[start Given entries]

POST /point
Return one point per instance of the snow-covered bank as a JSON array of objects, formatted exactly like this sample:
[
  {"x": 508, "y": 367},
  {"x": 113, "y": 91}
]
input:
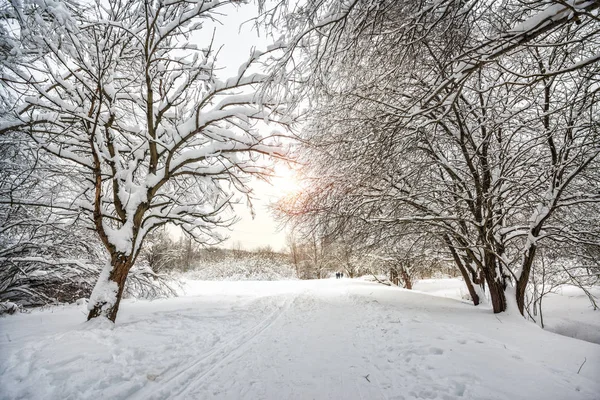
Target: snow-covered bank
[
  {"x": 567, "y": 312},
  {"x": 329, "y": 339}
]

[end Given entries]

Please return the lines above verbatim, leaving out the pictures.

POST /point
Return one point per instance of the snow-covered bank as a JSON array of objects, formatted exactly like this sample:
[
  {"x": 508, "y": 367},
  {"x": 113, "y": 91}
]
input:
Target: snow-covered bank
[
  {"x": 567, "y": 312},
  {"x": 329, "y": 339}
]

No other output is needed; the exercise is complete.